§ WHAT YOU ARE ASKED TO DO
Write out every entry exactly as it appears.

***** STORED DATA *****

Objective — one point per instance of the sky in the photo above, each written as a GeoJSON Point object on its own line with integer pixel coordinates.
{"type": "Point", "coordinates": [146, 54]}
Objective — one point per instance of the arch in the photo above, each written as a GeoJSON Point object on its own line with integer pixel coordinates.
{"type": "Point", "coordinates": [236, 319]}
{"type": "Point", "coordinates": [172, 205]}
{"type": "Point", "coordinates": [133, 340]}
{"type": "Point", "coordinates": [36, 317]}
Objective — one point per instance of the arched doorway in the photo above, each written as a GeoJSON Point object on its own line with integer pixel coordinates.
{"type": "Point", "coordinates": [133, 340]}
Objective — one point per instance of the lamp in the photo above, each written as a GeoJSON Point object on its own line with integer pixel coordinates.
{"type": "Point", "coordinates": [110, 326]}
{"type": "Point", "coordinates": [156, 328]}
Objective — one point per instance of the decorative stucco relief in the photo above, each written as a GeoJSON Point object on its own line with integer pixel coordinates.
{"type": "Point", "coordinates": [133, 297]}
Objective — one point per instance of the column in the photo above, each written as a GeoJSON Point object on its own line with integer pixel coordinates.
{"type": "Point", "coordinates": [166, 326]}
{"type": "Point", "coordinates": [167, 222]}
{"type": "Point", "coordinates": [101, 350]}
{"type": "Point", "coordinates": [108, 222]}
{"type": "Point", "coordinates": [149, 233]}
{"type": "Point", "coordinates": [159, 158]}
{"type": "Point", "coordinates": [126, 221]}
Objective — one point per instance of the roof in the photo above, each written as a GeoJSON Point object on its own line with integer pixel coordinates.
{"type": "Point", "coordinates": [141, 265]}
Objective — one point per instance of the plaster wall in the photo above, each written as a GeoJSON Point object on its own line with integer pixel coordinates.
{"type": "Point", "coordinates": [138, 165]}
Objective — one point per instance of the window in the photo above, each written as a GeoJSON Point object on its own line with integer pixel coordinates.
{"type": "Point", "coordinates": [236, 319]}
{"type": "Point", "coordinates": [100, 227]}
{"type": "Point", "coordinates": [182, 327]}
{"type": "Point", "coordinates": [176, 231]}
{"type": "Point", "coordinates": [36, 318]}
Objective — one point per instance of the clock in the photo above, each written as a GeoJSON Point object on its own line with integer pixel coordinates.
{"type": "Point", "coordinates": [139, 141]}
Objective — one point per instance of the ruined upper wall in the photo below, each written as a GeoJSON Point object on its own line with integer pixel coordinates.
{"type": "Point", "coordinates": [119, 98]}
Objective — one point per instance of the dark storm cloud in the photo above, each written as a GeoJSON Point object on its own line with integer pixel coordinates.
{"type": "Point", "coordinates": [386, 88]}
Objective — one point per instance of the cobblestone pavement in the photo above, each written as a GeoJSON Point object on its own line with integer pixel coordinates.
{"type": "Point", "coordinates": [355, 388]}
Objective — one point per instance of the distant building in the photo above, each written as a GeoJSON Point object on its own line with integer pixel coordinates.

*****

§ EXPECTED ANSWER
Objective — one point per instance of the sky in the photo above, each written as a GeoJSON Point object on its own line with integer pixel coordinates.
{"type": "Point", "coordinates": [146, 54]}
Objective — one point per instance of the arch in the photo above, each written as a GeoJSON Point object on its own line with integer pixel coordinates.
{"type": "Point", "coordinates": [236, 319]}
{"type": "Point", "coordinates": [172, 205]}
{"type": "Point", "coordinates": [133, 340]}
{"type": "Point", "coordinates": [36, 317]}
Objective — one point per instance of the arched doorway in the photo above, each written as a GeoJSON Point object on its own line with integer pixel coordinates.
{"type": "Point", "coordinates": [133, 340]}
Objective — one point per instance of the lamp in the photo above, each written as a GeoJSON Point object on its own line with integer pixel coordinates.
{"type": "Point", "coordinates": [110, 326]}
{"type": "Point", "coordinates": [156, 328]}
Objective — one point per instance of the decorative stucco relief in the photo above, each written as a GeoJSON Point object on its own line with integer pixel coordinates.
{"type": "Point", "coordinates": [133, 297]}
Objective — one point per instance of the column in the photo above, each written as a GeoJSON Point object on its own line with integer pixel coordinates.
{"type": "Point", "coordinates": [166, 326]}
{"type": "Point", "coordinates": [167, 222]}
{"type": "Point", "coordinates": [101, 350]}
{"type": "Point", "coordinates": [108, 222]}
{"type": "Point", "coordinates": [149, 233]}
{"type": "Point", "coordinates": [159, 158]}
{"type": "Point", "coordinates": [126, 221]}
Objective — one point per instance of the roof in the photo above, each written as a GeoJSON Point object on its own line with integer pixel coordinates.
{"type": "Point", "coordinates": [141, 265]}
Objective — one point per instance of the plaster wall in the photo above, each written as a GeoJSON Point object on its own line with integer pixel coordinates.
{"type": "Point", "coordinates": [138, 165]}
Objective — one point per instance of the window in the photo above, each written as a GeoJSON Point object on its own line with integer pixel coordinates.
{"type": "Point", "coordinates": [236, 319]}
{"type": "Point", "coordinates": [100, 227]}
{"type": "Point", "coordinates": [182, 327]}
{"type": "Point", "coordinates": [176, 231]}
{"type": "Point", "coordinates": [36, 318]}
Objective — one point per instance of the clock in the photo above, each written as a GeoJSON Point object on its own line with integer pixel coordinates.
{"type": "Point", "coordinates": [139, 141]}
Objective — one point per instance of the ruined upper wall in the photo below, each written as a GeoJSON Point object on its own line with integer pixel coordinates.
{"type": "Point", "coordinates": [119, 98]}
Objective — one point per instance of the dark storm cloud in the photo above, each written as a GeoJSON Point object on its own line with integer pixel coordinates.
{"type": "Point", "coordinates": [386, 88]}
Objective — one point per instance of the cobblestone pavement in the photo above, each written as a GeoJSON Point object on its own line with integer pixel coordinates.
{"type": "Point", "coordinates": [355, 388]}
Objective — one point per instance of the distant building in the photo above, each written as a GeoJSON Point object on its own line with integer pixel coordinates.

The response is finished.